• What needs to be done
Quote word for word the lines of the items below, from the line containing "Do you detect any mottled" up to and including the line containing "top-left (248, 154), bottom-right (253, 161)".

• The records

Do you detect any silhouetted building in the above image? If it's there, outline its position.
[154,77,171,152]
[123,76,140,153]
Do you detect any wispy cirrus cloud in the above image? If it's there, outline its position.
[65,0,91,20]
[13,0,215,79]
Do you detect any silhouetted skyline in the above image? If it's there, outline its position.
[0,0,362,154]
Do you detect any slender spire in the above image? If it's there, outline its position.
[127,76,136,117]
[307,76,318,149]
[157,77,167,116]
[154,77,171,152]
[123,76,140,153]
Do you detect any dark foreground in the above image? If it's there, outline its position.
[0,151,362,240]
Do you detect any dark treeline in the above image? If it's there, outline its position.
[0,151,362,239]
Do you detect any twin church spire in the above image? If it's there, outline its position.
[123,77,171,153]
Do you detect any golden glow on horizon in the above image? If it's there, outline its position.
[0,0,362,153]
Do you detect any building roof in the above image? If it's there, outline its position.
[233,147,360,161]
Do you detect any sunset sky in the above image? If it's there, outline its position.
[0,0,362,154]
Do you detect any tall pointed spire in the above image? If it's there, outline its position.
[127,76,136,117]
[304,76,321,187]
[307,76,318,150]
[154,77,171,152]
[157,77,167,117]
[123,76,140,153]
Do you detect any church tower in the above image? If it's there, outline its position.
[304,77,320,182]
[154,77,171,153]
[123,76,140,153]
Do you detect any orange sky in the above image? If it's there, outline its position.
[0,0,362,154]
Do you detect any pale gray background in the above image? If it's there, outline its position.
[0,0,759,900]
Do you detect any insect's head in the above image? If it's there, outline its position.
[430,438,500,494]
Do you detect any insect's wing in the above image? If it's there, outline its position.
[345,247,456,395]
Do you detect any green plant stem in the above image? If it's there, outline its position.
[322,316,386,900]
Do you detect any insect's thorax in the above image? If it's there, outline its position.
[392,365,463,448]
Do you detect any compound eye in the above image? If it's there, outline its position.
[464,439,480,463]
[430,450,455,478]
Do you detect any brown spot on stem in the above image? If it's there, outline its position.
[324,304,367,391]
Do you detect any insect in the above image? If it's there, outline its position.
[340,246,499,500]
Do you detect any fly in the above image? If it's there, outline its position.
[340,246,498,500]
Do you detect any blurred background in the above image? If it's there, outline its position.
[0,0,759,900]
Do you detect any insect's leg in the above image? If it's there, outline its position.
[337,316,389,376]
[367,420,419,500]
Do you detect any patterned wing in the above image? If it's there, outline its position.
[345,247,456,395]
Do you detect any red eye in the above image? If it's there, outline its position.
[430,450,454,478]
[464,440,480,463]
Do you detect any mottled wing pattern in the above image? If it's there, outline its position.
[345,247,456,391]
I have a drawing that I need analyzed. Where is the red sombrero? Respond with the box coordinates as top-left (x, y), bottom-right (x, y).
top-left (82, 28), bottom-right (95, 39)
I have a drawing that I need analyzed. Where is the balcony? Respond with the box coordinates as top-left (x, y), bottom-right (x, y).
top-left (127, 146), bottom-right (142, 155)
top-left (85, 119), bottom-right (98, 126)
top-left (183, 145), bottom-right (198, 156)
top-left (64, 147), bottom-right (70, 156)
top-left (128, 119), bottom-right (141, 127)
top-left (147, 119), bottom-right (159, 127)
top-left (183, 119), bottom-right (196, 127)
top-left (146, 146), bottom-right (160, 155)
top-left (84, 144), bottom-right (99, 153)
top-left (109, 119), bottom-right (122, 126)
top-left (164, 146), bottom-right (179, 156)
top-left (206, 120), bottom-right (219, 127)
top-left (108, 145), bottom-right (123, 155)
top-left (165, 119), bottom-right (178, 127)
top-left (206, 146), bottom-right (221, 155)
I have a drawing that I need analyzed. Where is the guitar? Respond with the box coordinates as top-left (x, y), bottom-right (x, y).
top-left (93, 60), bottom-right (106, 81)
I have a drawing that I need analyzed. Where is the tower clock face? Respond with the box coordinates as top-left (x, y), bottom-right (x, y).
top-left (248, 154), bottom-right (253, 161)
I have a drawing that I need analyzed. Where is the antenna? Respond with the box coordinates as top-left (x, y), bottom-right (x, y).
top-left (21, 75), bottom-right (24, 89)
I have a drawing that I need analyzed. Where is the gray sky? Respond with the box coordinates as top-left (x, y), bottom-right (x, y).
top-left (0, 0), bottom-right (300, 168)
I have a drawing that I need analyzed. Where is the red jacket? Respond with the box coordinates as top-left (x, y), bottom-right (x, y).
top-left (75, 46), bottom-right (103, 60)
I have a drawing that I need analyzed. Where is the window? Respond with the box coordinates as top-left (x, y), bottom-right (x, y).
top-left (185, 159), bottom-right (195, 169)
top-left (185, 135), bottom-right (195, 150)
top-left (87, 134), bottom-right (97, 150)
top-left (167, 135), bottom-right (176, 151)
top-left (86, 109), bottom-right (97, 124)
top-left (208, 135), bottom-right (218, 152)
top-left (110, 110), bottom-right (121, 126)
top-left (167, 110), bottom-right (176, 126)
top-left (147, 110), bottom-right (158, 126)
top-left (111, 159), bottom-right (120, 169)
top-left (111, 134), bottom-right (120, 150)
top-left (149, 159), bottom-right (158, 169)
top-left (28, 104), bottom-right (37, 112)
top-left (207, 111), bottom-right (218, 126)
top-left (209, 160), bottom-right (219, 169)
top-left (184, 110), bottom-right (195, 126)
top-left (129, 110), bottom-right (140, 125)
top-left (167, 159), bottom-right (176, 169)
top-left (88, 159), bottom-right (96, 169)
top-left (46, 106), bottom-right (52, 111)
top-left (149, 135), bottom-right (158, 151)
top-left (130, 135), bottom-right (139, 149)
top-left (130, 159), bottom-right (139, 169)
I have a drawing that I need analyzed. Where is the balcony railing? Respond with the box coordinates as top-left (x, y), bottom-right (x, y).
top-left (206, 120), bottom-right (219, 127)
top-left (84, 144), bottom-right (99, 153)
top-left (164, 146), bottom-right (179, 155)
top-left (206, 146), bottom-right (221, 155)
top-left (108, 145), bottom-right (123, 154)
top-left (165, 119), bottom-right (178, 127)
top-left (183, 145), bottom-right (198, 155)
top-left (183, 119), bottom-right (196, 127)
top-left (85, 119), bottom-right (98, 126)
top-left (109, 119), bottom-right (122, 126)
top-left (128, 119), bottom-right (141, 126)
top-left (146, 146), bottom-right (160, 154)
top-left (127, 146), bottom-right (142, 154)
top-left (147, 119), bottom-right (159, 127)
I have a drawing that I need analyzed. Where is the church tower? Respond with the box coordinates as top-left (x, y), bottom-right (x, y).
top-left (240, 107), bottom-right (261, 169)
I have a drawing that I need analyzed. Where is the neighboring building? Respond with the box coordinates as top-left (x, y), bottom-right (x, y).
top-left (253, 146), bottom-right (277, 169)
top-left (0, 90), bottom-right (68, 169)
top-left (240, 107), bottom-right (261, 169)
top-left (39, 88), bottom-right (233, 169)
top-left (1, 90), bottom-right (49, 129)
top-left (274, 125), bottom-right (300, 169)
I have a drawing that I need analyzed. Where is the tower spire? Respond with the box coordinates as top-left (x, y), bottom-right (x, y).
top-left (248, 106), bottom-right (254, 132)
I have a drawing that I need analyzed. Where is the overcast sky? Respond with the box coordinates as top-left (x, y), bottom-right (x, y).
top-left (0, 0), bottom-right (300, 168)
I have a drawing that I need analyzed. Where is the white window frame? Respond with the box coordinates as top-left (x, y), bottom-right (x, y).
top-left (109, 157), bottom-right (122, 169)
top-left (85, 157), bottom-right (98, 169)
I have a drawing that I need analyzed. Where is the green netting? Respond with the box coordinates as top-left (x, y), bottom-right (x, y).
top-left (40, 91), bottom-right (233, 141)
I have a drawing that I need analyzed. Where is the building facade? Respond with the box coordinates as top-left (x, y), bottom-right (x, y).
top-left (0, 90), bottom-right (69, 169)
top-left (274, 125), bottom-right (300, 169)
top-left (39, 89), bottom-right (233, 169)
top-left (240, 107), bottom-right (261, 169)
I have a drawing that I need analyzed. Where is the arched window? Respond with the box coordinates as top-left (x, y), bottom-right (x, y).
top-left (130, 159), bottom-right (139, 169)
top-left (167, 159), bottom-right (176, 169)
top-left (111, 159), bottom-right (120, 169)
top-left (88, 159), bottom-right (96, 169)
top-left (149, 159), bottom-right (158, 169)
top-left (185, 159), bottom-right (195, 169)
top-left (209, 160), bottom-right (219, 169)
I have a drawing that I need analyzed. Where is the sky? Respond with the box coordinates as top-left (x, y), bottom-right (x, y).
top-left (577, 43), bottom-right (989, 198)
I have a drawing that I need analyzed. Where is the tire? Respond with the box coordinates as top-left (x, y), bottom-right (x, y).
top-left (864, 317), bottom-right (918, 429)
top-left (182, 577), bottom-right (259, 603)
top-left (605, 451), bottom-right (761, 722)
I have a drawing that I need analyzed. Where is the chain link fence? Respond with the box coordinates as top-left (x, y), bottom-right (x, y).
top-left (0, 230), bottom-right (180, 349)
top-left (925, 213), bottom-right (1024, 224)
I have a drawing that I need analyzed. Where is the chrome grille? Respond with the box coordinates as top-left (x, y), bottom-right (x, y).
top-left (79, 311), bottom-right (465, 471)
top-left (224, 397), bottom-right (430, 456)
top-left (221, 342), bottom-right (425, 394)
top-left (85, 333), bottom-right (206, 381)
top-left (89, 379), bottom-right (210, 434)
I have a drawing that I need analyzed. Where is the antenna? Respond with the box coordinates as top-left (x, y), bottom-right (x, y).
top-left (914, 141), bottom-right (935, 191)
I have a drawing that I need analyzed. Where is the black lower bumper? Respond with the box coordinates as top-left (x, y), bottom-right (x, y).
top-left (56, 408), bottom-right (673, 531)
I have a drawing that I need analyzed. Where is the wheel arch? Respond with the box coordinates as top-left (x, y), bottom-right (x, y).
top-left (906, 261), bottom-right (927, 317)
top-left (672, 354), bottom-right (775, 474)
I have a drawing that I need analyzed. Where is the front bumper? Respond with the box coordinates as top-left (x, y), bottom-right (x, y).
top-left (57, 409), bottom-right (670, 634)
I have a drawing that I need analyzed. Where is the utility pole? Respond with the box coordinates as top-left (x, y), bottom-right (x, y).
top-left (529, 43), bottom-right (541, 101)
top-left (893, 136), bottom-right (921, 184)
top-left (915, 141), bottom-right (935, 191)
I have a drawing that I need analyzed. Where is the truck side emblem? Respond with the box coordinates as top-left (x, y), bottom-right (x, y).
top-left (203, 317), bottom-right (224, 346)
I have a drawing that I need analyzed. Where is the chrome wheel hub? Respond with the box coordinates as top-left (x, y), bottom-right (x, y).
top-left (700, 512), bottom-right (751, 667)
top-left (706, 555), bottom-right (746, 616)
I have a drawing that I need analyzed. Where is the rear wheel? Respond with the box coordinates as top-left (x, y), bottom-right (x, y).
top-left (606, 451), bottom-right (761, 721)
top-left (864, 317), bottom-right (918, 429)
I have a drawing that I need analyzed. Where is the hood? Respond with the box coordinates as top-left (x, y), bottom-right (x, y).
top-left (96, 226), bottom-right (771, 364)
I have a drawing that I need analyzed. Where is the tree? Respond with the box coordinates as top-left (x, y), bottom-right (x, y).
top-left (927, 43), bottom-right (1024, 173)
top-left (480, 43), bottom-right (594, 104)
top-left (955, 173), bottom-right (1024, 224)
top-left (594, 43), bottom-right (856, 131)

• Solution to the problem
Do you detect any mottled wing pattern in the above image? If it's there, outline its position.
[345,247,456,391]
I have a drawing that I need analyzed. Where is the red sombrero? Respond with the box coordinates as top-left (x, y), bottom-right (x, y).
top-left (82, 28), bottom-right (95, 39)
I have a drawing that I need analyzed. Where is the balcony? Respond with the box coordinates as top-left (x, y), bottom-right (x, y).
top-left (127, 146), bottom-right (142, 155)
top-left (85, 119), bottom-right (98, 126)
top-left (183, 145), bottom-right (198, 156)
top-left (64, 147), bottom-right (70, 156)
top-left (128, 119), bottom-right (141, 127)
top-left (147, 119), bottom-right (159, 127)
top-left (183, 119), bottom-right (196, 127)
top-left (146, 146), bottom-right (160, 155)
top-left (84, 144), bottom-right (99, 153)
top-left (109, 119), bottom-right (122, 126)
top-left (164, 146), bottom-right (179, 156)
top-left (206, 120), bottom-right (219, 127)
top-left (108, 145), bottom-right (123, 155)
top-left (165, 119), bottom-right (178, 127)
top-left (206, 146), bottom-right (221, 155)
I have a drawing that I need analyzed. Where is the guitar? Respond with the box coordinates as top-left (x, y), bottom-right (x, y).
top-left (93, 60), bottom-right (106, 81)
I have a drawing that I need analyzed. Where is the tower clock face? Respond with the box coordinates as top-left (x, y), bottom-right (x, y).
top-left (248, 154), bottom-right (253, 161)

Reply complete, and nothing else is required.